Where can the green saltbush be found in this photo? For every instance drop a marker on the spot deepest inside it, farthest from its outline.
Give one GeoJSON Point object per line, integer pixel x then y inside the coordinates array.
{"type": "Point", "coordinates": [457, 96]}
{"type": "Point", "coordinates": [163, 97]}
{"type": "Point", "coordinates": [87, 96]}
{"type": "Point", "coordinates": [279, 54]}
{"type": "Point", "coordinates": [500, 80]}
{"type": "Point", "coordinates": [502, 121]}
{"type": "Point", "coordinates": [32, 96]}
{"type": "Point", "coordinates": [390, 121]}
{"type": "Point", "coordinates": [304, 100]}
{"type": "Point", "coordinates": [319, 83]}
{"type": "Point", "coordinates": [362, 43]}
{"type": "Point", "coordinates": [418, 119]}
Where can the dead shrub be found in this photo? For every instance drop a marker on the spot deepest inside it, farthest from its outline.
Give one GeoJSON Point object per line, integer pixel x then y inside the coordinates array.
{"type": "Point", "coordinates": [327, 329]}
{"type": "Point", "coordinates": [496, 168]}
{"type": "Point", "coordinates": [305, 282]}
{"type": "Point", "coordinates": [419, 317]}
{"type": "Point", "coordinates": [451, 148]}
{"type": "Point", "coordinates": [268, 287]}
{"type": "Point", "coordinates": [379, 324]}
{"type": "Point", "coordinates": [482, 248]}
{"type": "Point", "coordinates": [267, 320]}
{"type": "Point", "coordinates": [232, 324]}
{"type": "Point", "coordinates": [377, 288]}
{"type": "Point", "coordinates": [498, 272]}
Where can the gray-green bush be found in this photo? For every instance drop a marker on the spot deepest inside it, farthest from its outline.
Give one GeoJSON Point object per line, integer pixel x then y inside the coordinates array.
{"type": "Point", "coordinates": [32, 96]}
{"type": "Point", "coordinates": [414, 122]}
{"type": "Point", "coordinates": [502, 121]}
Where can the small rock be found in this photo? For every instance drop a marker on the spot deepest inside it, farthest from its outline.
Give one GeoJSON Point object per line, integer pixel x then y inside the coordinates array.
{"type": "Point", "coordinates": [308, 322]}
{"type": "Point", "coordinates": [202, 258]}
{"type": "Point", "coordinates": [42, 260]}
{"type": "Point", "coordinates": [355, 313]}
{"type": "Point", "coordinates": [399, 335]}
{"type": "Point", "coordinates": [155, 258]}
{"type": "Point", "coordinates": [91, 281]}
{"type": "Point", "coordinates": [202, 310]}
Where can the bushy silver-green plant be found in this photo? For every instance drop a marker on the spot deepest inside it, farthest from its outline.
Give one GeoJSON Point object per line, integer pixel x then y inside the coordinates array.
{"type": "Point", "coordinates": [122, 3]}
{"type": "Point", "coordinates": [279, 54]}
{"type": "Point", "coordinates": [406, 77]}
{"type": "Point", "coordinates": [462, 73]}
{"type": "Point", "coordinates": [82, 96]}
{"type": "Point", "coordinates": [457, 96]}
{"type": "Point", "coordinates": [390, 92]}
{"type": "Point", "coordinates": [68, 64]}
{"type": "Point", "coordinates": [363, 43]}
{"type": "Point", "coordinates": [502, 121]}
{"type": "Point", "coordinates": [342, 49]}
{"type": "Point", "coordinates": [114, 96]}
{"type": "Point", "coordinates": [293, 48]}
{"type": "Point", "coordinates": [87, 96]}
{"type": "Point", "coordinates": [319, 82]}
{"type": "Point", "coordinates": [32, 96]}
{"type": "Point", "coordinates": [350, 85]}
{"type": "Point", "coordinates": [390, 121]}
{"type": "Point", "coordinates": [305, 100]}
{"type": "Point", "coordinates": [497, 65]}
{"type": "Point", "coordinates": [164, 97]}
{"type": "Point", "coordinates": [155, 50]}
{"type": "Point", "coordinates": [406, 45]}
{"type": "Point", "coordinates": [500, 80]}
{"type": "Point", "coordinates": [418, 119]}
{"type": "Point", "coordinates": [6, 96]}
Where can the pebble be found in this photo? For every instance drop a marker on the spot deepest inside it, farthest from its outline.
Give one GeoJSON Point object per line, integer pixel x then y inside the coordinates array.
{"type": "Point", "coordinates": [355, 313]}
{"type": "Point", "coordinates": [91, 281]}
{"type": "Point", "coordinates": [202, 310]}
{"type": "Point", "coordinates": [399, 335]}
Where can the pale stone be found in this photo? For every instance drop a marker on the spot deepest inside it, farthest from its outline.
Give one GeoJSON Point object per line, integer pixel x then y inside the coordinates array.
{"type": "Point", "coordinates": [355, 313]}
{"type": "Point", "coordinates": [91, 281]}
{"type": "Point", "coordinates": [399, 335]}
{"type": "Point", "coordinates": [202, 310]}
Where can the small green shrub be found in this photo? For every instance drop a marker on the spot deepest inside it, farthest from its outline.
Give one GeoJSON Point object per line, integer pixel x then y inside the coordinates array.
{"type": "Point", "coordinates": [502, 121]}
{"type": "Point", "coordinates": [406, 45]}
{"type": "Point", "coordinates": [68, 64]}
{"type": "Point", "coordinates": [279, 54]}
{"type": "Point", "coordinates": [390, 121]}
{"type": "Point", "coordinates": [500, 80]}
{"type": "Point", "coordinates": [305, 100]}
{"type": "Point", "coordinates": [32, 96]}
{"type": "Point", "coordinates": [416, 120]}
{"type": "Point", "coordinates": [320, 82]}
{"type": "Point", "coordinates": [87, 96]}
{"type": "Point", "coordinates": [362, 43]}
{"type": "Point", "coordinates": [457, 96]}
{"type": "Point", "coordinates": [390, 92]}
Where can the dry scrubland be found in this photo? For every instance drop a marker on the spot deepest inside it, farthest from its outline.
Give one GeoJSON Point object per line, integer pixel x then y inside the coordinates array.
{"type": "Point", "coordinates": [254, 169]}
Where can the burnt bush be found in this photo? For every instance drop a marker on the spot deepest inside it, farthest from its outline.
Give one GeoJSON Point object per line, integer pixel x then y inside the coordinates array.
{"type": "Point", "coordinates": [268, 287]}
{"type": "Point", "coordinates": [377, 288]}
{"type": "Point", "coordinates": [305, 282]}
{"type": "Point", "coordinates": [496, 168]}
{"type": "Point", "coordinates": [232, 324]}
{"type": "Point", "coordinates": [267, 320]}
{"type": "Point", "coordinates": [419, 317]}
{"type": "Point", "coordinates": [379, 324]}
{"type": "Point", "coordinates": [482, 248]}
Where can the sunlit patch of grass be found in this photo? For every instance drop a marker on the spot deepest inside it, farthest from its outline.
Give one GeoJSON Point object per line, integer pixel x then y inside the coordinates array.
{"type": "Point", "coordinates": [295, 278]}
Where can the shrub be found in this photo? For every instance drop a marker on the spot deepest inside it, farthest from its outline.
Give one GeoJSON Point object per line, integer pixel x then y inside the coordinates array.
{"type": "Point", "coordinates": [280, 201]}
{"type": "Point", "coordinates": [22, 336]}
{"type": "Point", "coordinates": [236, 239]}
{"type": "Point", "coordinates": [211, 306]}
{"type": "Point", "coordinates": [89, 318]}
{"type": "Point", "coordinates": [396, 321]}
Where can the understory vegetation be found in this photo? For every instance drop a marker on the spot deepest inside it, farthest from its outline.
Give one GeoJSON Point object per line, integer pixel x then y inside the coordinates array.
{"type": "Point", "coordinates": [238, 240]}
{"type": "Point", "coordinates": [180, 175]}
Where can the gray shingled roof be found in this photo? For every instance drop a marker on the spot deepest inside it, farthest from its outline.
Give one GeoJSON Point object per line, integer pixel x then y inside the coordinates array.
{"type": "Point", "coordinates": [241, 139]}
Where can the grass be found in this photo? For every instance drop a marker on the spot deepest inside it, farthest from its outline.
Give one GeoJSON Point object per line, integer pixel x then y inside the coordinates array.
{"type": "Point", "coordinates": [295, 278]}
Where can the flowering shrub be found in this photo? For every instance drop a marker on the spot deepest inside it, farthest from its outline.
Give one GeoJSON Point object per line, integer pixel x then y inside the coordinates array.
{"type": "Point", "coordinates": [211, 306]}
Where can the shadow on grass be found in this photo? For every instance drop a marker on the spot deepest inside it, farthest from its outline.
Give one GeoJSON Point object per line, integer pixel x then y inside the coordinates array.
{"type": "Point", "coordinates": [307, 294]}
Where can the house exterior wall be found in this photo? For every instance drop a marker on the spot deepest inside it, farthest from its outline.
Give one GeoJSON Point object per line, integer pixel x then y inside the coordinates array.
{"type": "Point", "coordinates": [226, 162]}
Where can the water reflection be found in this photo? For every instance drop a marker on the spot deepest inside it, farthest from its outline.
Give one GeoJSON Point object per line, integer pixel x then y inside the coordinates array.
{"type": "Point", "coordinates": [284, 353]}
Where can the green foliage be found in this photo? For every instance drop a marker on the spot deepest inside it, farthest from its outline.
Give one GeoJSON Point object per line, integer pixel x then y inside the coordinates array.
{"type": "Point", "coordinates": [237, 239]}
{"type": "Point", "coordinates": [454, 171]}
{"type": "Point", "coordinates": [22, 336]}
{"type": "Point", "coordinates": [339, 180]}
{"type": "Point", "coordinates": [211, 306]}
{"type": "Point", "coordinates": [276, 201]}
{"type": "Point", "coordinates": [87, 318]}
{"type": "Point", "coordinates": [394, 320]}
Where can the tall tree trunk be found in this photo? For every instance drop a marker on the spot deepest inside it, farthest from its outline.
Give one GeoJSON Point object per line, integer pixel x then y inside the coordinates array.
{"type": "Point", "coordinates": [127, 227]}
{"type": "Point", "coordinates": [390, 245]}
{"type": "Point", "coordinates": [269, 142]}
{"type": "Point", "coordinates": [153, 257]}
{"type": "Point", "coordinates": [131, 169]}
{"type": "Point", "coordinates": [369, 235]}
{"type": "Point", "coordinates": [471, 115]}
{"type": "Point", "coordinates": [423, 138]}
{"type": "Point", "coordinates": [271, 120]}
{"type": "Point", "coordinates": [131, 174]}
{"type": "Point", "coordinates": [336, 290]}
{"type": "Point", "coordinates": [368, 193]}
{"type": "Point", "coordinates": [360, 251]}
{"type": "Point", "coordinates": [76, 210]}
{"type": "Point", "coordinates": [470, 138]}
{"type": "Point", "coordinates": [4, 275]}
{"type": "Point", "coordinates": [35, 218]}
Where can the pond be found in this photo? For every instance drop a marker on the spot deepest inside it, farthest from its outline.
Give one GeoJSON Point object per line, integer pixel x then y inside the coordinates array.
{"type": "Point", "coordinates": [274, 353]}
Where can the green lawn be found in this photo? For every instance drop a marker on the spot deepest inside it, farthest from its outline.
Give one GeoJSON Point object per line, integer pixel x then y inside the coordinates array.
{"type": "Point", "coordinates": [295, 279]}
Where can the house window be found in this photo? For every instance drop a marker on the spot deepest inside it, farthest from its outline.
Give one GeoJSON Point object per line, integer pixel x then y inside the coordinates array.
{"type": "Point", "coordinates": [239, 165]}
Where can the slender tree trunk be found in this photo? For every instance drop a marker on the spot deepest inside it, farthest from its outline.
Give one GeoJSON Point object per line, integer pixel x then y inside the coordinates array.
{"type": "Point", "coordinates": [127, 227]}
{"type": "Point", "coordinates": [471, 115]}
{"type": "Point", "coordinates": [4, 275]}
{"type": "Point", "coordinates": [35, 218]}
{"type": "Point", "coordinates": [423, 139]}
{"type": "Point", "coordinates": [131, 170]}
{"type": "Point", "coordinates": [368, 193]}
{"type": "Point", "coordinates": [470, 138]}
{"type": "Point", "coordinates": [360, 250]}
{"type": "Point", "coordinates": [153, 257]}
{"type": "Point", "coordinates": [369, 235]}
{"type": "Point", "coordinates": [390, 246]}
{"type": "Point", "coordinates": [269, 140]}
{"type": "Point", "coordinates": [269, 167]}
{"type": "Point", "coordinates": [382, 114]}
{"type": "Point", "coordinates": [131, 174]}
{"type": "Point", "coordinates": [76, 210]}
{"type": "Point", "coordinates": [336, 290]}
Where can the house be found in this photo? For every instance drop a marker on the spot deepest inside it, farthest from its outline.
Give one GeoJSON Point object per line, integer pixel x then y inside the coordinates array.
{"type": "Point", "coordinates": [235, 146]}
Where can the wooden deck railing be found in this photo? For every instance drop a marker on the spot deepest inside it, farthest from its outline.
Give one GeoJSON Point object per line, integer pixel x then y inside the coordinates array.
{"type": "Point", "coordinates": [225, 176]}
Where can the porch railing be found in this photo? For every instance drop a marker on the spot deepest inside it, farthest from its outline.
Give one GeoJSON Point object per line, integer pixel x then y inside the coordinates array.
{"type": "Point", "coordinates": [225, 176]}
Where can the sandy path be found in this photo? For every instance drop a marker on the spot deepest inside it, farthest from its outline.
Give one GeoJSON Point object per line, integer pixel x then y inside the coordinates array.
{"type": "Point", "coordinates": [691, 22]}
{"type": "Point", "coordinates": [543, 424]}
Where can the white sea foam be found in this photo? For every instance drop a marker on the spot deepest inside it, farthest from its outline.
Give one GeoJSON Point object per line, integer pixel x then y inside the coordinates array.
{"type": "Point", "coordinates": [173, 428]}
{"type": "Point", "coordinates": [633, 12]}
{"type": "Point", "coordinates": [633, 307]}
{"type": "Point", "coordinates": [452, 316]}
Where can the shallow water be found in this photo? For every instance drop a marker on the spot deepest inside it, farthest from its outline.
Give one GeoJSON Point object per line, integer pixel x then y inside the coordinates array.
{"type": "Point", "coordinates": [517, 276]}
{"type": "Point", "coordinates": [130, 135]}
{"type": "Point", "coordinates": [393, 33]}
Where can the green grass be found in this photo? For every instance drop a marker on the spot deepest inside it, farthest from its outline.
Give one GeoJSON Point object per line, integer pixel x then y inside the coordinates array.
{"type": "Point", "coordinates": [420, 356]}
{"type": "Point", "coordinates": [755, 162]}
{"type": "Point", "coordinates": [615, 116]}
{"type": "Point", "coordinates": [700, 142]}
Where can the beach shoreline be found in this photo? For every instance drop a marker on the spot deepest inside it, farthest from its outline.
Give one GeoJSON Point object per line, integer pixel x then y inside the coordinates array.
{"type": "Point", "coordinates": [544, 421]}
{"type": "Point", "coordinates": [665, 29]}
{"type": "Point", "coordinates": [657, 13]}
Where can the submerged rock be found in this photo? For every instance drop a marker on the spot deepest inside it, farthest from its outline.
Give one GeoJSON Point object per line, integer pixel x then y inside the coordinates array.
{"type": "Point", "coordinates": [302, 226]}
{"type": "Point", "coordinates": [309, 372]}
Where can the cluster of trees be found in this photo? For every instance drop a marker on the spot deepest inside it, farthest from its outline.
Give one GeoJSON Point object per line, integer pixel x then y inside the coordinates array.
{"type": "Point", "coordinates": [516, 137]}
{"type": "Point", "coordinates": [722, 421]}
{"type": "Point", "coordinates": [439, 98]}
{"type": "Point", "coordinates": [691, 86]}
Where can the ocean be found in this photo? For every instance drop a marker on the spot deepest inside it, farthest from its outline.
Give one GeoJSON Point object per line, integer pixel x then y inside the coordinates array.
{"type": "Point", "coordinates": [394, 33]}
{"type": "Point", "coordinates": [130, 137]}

______________________________

● Task to complete: Leave out every line before the one containing "Where can the cluster"; set down that line and all remaining lines of the material exactly.

● Solved exercise:
Where can the cluster of trees be found in this photo? For every instance drop a marker on the spot deepest inside it, farthest from its outline.
Give one GeoJSON Point object per line, integer pixel x then y inside the coordinates array.
{"type": "Point", "coordinates": [516, 137]}
{"type": "Point", "coordinates": [722, 421]}
{"type": "Point", "coordinates": [439, 98]}
{"type": "Point", "coordinates": [691, 86]}
Where can the ocean be found in this photo? For every instance drop a marker on the spot deepest inside it, farthest from its outline.
Give one GeoJSON Point object per line, integer pixel x then y inside the coordinates array.
{"type": "Point", "coordinates": [394, 33]}
{"type": "Point", "coordinates": [130, 137]}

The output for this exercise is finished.